[SELECTED EXCERPT]
- - -

Ejaculatory Dysfunction Associated With Chronic Prostatitis
Chronic prostatitis is associated with sexual dysfunction. Now comes a new study documenting exacly which type of dysfunction and how severely.
The study from Turkey involved 43 chronic prostatitis sufferers and 20 asymptomatic healthy volunteers with average age approximating 33 years; the patients had suffered a mean period of approximately 38 months and had a mean Chronic Prostatitis Symptom Index (CPSI) score of 26. The findings were that:
- Mild- moderate erectile dysfunction was reported in 23.2% of the patients and 10% of the controls (p = 0.19).
- Severe erectile dysfunction was not found in either group.
- Premature ejaculation was found in 67.4% of the patients and 40% of the controls.
- Pain on ejaculation was reported in 37.2% of the patients; none of the controls had it.
- 42% of the patients had more than one dysfunction; none of the controls have more than one.
The differences between the patients and controls reached statistical significance with regards to ejaculation disorders and having more than one sexual dysfunction. The prevalence of erectile dysfunction was not statistically significantly different between patients and controls. The following were not statistically significantly associated with any of the observed dysfunctions: age, disease duration, and symptom scores.

- - -

[INFORMATION SHOWN]
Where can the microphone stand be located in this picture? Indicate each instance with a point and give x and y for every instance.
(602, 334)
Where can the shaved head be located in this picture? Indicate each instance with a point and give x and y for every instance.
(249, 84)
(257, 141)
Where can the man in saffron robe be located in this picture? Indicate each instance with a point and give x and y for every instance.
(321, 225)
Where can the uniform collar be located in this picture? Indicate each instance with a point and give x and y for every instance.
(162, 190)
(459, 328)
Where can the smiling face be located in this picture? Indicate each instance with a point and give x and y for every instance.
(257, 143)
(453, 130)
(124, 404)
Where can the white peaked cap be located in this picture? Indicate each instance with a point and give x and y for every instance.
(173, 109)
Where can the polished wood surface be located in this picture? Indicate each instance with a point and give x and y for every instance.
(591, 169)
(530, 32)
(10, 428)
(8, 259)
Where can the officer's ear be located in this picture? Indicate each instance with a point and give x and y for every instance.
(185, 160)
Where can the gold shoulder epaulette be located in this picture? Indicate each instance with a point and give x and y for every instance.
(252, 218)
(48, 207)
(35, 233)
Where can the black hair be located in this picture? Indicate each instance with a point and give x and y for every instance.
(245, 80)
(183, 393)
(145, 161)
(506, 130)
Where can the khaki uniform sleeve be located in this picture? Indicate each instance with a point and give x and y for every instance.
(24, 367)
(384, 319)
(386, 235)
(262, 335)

- - -

[ACTIVITY 1] In the prostatitis study summary, what share of the patients reported pain on ejaculation?
[ACTIVITY 2] Please write out the part of the prostatitis study summary from "Ejaculatory Dysfunction Associated" to "in either group.".

[TASK OUTPUT 1] 37.2% of the patients.

[TASK OUTPUT 2]
Ejaculatory Dysfunction Associated With Chronic Prostatitis
Chronic prostatitis is associated with sexual dysfunction. Now comes a new study documenting exacly which type of dysfunction and how severely.
The study from Turkey involved 43 chronic prostatitis sufferers and 20 asymptomatic healthy volunteers with average age approximating 33 years; the patients had suffered a mean period of approximately 38 months and had a mean Chronic Prostatitis Symptom Index (CPSI) score of 26. The findings were that:
- Mild- moderate erectile dysfunction was reported in 23.2% of the patients and 10% of the controls (p = 0.19).
- Severe erectile dysfunction was not found in either group.